* _Text shown_
★ ★ ★ ★

CalibratedClassifierCV does not handle well sample_weight when ensemble=False

CalibratedClassifierCV does not handle well sample_weight with ensemble=False

In the fit method, sample_weight is not passed to cross_val_predict to generate the prediction scores (https://github.com/scikit-learn/scikit-learn/blob/2beed5584/sklearn/calibration.py#L325) whereas it is passed to fit when the classifier is refitted on the entire dataset (https://github.com/scikit-learn/scikit-learn/blob/2beed5584/sklearn/calibration.py#L328).

It makes the calibration to fail as the assumption that the classifiers built in each cv split of cross_val_predict has a similar behaviour as the one trained on the whole dataset at the end.

To correct the bug, I suggest to pass sample_weight to cross_val_predict using the fit_params dictionary

pred_method = partial(
                    cross_val_predict, estimator=this_estimator, X=X, y=y,
                    cv=cv, method=method_name, n_jobs=self.n_jobs,
                    fit_params={"sample_weight": sample_weight}
                )

Example to reproduce the issue:

import pandas as pd
import numpy as np
from matplotlib import pyplot as plt

from sklearn.datasets import make_hastie_10_2

from sklearn.model_selection import train_test_split
from sklearn.ensemble import RandomForestClassifier
from sklearn.calibration import CalibratedClassifierCV

X, y = make_hastie_10_2(50000)

★ ★ ★ ★

* _Given data_
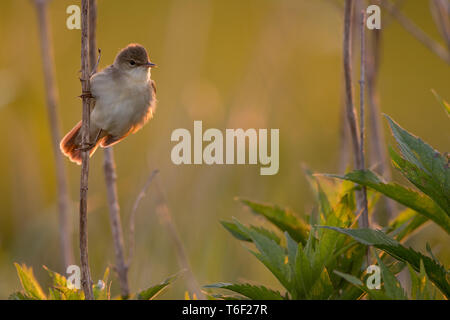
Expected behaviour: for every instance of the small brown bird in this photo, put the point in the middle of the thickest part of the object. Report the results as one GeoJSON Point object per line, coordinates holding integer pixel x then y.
{"type": "Point", "coordinates": [125, 99]}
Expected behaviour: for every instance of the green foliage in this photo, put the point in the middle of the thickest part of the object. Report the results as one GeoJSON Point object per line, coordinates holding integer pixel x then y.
{"type": "Point", "coordinates": [444, 103]}
{"type": "Point", "coordinates": [61, 289]}
{"type": "Point", "coordinates": [421, 288]}
{"type": "Point", "coordinates": [249, 291]}
{"type": "Point", "coordinates": [320, 261]}
{"type": "Point", "coordinates": [152, 292]}
{"type": "Point", "coordinates": [32, 289]}
{"type": "Point", "coordinates": [302, 264]}
{"type": "Point", "coordinates": [284, 219]}
{"type": "Point", "coordinates": [378, 239]}
{"type": "Point", "coordinates": [408, 197]}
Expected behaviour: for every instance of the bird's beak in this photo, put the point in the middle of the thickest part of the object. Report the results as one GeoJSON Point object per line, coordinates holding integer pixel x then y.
{"type": "Point", "coordinates": [150, 65]}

★ ★ ★ ★

* _Instructions to follow_
Answer these questions about the CalibratedClassifierCV issue:
1. To which function is sample_weight not passed when the fit method generates the prediction scores?
2. Through which dictionary does the proposed fix pass sample_weight?
3. What number is given to make_hastie_10_2 in the example that reproduces the issue?

* _Result of the task_
1. cross_val_predict
2. fit_params
3. 50000